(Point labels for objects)

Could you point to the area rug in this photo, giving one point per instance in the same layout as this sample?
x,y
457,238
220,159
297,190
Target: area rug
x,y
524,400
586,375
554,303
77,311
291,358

## WHAT IS BEING ASKED
Recast all of the data above as a Markdown table with two columns, Row and Line. Put each non-blank line in its own row, numbered in order.

## RESULT FOR THIS TASK
| Row | Line |
|---|---|
| 1 | Could you point to the area rug in this photo, giving one point per instance in the same layout as this sample? |
| 2 | x,y |
| 3 | 457,238 |
| 4 | 220,159 |
| 5 | 297,190 |
| 6 | Target: area rug |
| 7 | x,y |
| 8 | 524,400 |
| 9 | 586,375 |
| 10 | 554,303 |
| 11 | 77,311 |
| 12 | 291,358 |